Everything from the line with "of the white" through the last line of the records below should be copied exactly, both ends included.

____________

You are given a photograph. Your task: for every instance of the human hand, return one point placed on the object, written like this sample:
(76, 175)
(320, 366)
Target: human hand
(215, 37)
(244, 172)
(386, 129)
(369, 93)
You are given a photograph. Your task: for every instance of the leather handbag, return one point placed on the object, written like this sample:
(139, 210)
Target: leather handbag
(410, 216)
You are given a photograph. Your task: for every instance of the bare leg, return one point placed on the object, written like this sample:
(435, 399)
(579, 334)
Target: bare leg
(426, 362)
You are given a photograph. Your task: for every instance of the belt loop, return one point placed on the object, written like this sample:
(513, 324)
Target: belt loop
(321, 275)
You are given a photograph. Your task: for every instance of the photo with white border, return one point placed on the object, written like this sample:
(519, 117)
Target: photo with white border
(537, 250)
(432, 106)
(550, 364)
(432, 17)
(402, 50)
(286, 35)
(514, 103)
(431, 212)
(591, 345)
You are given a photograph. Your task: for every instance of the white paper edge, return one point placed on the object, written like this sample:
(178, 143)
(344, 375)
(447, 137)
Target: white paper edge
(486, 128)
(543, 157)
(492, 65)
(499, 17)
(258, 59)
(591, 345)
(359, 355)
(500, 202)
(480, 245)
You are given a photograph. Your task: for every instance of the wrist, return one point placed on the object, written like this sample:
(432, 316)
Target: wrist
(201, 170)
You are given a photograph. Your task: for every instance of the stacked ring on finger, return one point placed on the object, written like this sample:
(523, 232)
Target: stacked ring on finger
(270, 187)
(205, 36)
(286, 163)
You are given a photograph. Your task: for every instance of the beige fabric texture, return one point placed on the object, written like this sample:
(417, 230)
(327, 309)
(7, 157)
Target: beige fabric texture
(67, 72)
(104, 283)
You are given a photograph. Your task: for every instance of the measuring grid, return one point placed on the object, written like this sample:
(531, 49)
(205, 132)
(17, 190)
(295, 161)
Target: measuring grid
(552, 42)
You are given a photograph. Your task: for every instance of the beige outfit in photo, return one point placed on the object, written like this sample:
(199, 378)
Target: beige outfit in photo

____________

**Output below**.
You are given a photograph. Your task: for every instance of the white paper edge, return one point placed on the object, written like this sample:
(178, 143)
(344, 375)
(447, 137)
Target: white paper edge
(486, 128)
(543, 157)
(492, 65)
(499, 17)
(258, 59)
(591, 345)
(359, 355)
(500, 202)
(480, 245)
You are given a photograph. Your task: for every instance of the wrist, return one point placed on the object, written like this sample:
(432, 316)
Target: wrist
(201, 170)
You are given a photograph. Your task: for every instance of the stacked ring on finger, return one point placed on the object, written like this sample:
(523, 232)
Target: stacked ring on finger
(270, 187)
(205, 36)
(286, 163)
You are given a photograph. Your task: for every instance of the beige fabric texture, return one point placed on the object, written like this sample:
(417, 230)
(327, 309)
(7, 157)
Target: beige fabric texture
(67, 72)
(104, 283)
You are given a photograph. Your task: for every instance of the measuring grid, return one point placed on the object, written like this sample:
(531, 49)
(205, 132)
(17, 190)
(295, 161)
Target: measuring grid
(552, 42)
You are given a photograph. Your task: for every instance of the beige outfit in photo, return one point placed on the object, written like this sample:
(199, 378)
Target: beige outfit in photo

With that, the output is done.